**The exercise:**
Output the records exactly as they appear, with no pictures included.

**Task inputs:**
★ ★ ★ ★ ★ ★ ★

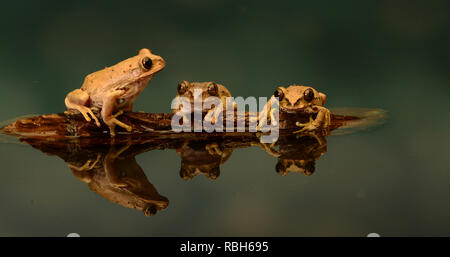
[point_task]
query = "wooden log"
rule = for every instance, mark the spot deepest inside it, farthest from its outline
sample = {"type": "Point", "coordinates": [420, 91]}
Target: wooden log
{"type": "Point", "coordinates": [71, 125]}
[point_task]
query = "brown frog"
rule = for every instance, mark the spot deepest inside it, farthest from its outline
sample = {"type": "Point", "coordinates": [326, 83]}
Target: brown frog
{"type": "Point", "coordinates": [194, 90]}
{"type": "Point", "coordinates": [114, 89]}
{"type": "Point", "coordinates": [297, 98]}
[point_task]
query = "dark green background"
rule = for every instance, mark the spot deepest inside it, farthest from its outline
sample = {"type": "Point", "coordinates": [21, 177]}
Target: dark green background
{"type": "Point", "coordinates": [393, 180]}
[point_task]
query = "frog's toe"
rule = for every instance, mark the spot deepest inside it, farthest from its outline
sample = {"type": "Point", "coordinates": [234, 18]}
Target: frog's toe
{"type": "Point", "coordinates": [213, 149]}
{"type": "Point", "coordinates": [308, 126]}
{"type": "Point", "coordinates": [88, 165]}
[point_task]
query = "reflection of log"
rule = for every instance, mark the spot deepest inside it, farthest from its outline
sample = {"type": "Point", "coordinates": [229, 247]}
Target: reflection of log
{"type": "Point", "coordinates": [145, 125]}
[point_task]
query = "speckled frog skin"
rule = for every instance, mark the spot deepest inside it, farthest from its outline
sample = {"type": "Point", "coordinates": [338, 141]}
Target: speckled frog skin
{"type": "Point", "coordinates": [188, 90]}
{"type": "Point", "coordinates": [114, 89]}
{"type": "Point", "coordinates": [305, 99]}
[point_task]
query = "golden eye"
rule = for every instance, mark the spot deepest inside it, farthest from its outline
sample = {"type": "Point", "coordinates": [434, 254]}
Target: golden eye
{"type": "Point", "coordinates": [182, 87]}
{"type": "Point", "coordinates": [212, 89]}
{"type": "Point", "coordinates": [147, 63]}
{"type": "Point", "coordinates": [279, 93]}
{"type": "Point", "coordinates": [308, 95]}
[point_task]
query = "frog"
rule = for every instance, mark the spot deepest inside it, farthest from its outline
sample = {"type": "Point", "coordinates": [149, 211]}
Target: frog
{"type": "Point", "coordinates": [299, 98]}
{"type": "Point", "coordinates": [195, 90]}
{"type": "Point", "coordinates": [114, 89]}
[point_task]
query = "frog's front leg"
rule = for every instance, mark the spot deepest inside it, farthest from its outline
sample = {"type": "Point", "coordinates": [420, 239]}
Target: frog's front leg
{"type": "Point", "coordinates": [322, 120]}
{"type": "Point", "coordinates": [265, 113]}
{"type": "Point", "coordinates": [213, 114]}
{"type": "Point", "coordinates": [77, 100]}
{"type": "Point", "coordinates": [107, 110]}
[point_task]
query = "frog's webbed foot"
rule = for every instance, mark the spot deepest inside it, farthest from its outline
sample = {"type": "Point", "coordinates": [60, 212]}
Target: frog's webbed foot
{"type": "Point", "coordinates": [270, 148]}
{"type": "Point", "coordinates": [213, 149]}
{"type": "Point", "coordinates": [113, 121]}
{"type": "Point", "coordinates": [323, 121]}
{"type": "Point", "coordinates": [273, 120]}
{"type": "Point", "coordinates": [308, 126]}
{"type": "Point", "coordinates": [88, 165]}
{"type": "Point", "coordinates": [77, 100]}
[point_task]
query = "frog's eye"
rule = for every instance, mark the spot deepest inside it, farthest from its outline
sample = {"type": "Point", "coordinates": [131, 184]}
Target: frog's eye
{"type": "Point", "coordinates": [308, 95]}
{"type": "Point", "coordinates": [182, 87]}
{"type": "Point", "coordinates": [278, 93]}
{"type": "Point", "coordinates": [212, 89]}
{"type": "Point", "coordinates": [147, 63]}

★ ★ ★ ★ ★ ★ ★

**Output of the task:**
[point_task]
query = "wooden log"
rule = for every instance, mark the spot deepest inside it, farthest from its outline
sample = {"type": "Point", "coordinates": [420, 91]}
Target: wooden log
{"type": "Point", "coordinates": [71, 125]}
[point_task]
query = "brown frog"
rule = for every instance, mark the spot deepest inside it, farthest from its outline
sample = {"type": "Point", "coordinates": [326, 83]}
Target: brown frog
{"type": "Point", "coordinates": [194, 90]}
{"type": "Point", "coordinates": [114, 89]}
{"type": "Point", "coordinates": [297, 98]}
[point_task]
query = "dark green background"
rule = for every instance, mark the spot deepest inside it, farthest from its outline
sample = {"type": "Point", "coordinates": [21, 177]}
Target: dark green background
{"type": "Point", "coordinates": [393, 180]}
[point_task]
query = "frog's toe"
rule = for every instance, mark the spot deepest inside it, farthest from its outline
sample = {"type": "Point", "coordinates": [234, 18]}
Target: frog's toe
{"type": "Point", "coordinates": [213, 149]}
{"type": "Point", "coordinates": [308, 126]}
{"type": "Point", "coordinates": [88, 165]}
[point_task]
query = "reflection of log"
rule = for every instance, mark the spot deepest inside it, farthest from its outline
sample = {"type": "Point", "coordinates": [229, 247]}
Target: reflection of log
{"type": "Point", "coordinates": [145, 125]}
[point_task]
query = "speckled frog skin"
rule = for every instance, mark the spot deepest inside it, farthest from its outline
sample = {"type": "Point", "coordinates": [338, 141]}
Target: speckled frog skin
{"type": "Point", "coordinates": [188, 90]}
{"type": "Point", "coordinates": [114, 89]}
{"type": "Point", "coordinates": [305, 99]}
[point_task]
query = "golden eye"
rule = for every instance, mark the spot deepest inside it, farthest from its outline
sample = {"type": "Point", "coordinates": [434, 254]}
Target: golden eye
{"type": "Point", "coordinates": [182, 87]}
{"type": "Point", "coordinates": [212, 89]}
{"type": "Point", "coordinates": [147, 63]}
{"type": "Point", "coordinates": [279, 93]}
{"type": "Point", "coordinates": [308, 95]}
[point_task]
query = "frog"
rule = for every instance, mark the spot deepest inside it, farthest from its outline
sample = {"type": "Point", "coordinates": [149, 211]}
Target: frog
{"type": "Point", "coordinates": [299, 98]}
{"type": "Point", "coordinates": [195, 90]}
{"type": "Point", "coordinates": [114, 89]}
[point_task]
query = "frog's front leg"
rule = for every instance, mark the spot deepest inside it, farthest from its outline
sample = {"type": "Point", "coordinates": [420, 239]}
Target: frog's front leg
{"type": "Point", "coordinates": [322, 120]}
{"type": "Point", "coordinates": [265, 113]}
{"type": "Point", "coordinates": [213, 114]}
{"type": "Point", "coordinates": [77, 100]}
{"type": "Point", "coordinates": [107, 110]}
[point_task]
query = "frog's webbed foot"
rule = for every instance, mark the spot deepest inside it, farthest from its outline
sample = {"type": "Point", "coordinates": [60, 212]}
Target: frog's webbed foot
{"type": "Point", "coordinates": [270, 148]}
{"type": "Point", "coordinates": [213, 149]}
{"type": "Point", "coordinates": [113, 121]}
{"type": "Point", "coordinates": [323, 121]}
{"type": "Point", "coordinates": [273, 120]}
{"type": "Point", "coordinates": [308, 126]}
{"type": "Point", "coordinates": [88, 165]}
{"type": "Point", "coordinates": [77, 100]}
[point_task]
query = "frog's eye"
rule = for every instance, mark the spot deepest inside it, farthest from its outline
sample = {"type": "Point", "coordinates": [131, 184]}
Target: frog's eye
{"type": "Point", "coordinates": [308, 95]}
{"type": "Point", "coordinates": [182, 87]}
{"type": "Point", "coordinates": [278, 93]}
{"type": "Point", "coordinates": [212, 89]}
{"type": "Point", "coordinates": [147, 63]}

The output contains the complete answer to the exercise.